Start of PASSAGE TO READ

Andersen Lab Coding Best Practices

These best practices are just a few of the important coding tips and tricks for reproducible research. If you have more ideas, contact Katie!

General

  • You should be doing most (if not all) of your analyses in ~/Dropbox/AndersenLab/LabFolders/YourName (except for QUEST, see below)
    • This is (1) to make sure the data is backed up/saved with version history and (2) to allow other lab members to access your code/scripts when necessary
  • Do NOT use spaces in names of files or folders. Try not to use spaces in column names too (although sometimes it is necessary for a final table output)
    • Computers often have a hard time reading spaces and code used to ignore spaces can vary from program to program
    • Instead, you can use _ or . or - or capitalization (fileName.txt)
  • NEVER replace raw data!!!!!

End of PASSAGE TO READ
Start of DATA SECTION

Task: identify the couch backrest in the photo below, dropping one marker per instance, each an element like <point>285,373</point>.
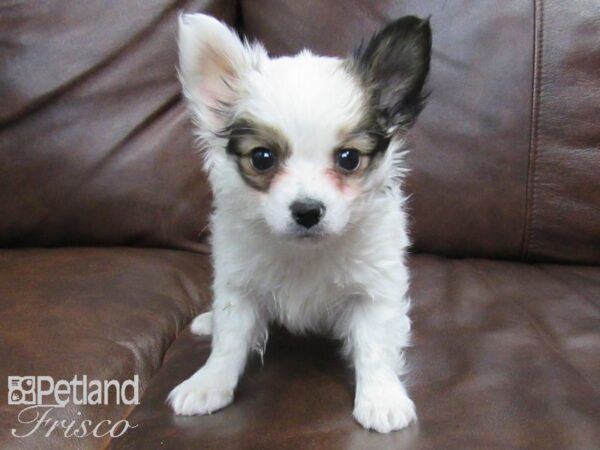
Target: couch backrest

End of DATA SECTION

TASK DESCRIPTION
Can you reproduce, word for word, the part of the coding best practices page that opens with the words containing "These best practices" and closes with "QUEST, see below)"?

TASK SOLUTION
These best practices are just a few of the important coding tips and tricks for reproducible research. If you have more ideas, contact Katie!

General

  • You should be doing most (if not all) of your analyses in ~/Dropbox/AndersenLab/LabFolders/YourName (except for QUEST, see below)